Start of Excerpted passage
A Simulation Optimization Model
Now that we know what it means to optimize the Call Center model with uncertainty, we can complete the model formulation as shown in Figure 5. Instead of minimizing total payroll cost at C27, we’re minimizing the expected value of total payroll cost across all of our Monte Carlo trials, at C28. Instead of requiring that “Employees_per_day >= Required_per_day”, where “Required_per_day” is now a set of LogNormal distributions, we require that “Employees_per_day >= Required_90th_Percentile”. We still have a lower bound of 0 for each decision variable, but we’ve added an upper bound of 25: This is because Solver Engines suitable for this simulation optimization problem generally require such bounds on the variables, to limit the search space and time.
End of Excerpted passage
Start of Stored data
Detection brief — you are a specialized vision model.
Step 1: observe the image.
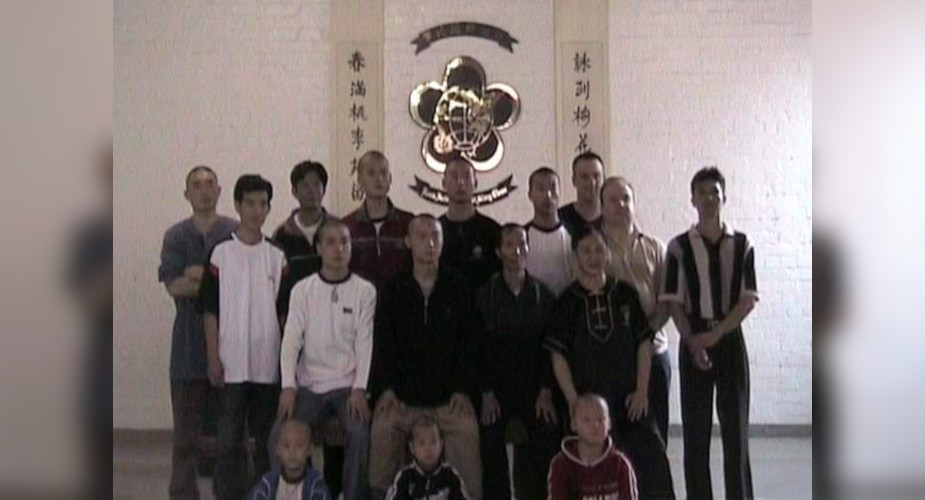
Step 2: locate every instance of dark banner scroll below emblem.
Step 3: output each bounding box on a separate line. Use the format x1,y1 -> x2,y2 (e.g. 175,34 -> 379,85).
411,22 -> 518,55
408,175 -> 517,207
End of Stored data
▶ Problems to work on
- A) According to the call center passage, what upper bound was added to each decision variable?
- B) Pick up the call center optimization passage after its final sentence and keep writing it.
These records are from a different source than the call center passage.

▶ Your written answers
- A) An upper bound of 25.

- B)
Note that with our original Figure 1 setup, assigning 5 employees to each of the 7 possible schedules, we don’t actually satisfy the constraint “Employees_per_day >= Required_90th_Percentile” on Saturday (and our expected total payroll cost is still about $18,000). The first task for Analytic Solver is to find a feasible solution – one that satisfies all of the constraints.
Solving the Simulation Optimization Model
We’ll use the advanced Evolutionary Solver included as part of Analytic Solver to find a solution, using simulation optimization. The basic idea behind simulation optimization is very simple: An “outer loop” tests different possible values for the decision variables, and within that, an “inner loop” samples many different values for the uncertain variables, computes statistics such as PsiMean() and PsiPercentile(), and returns values that the “outer loop” search process can use.
If you read our fall tutorial on conventional optimization, where we discussed linear programming, linear mixed-integer, nonlinear and global optimization problems, you might wonder what type of problem we’ve created here. Analytic Solver can automatically analyze the algebraic structure of our model: It’s shown in the bottom right of Figure 5, “Stochastic LP/MIP”. This type of model is much harder to solve than a conventional LP/MIP problem, but it’s not the “worst case” of a non-smooth non-convex model.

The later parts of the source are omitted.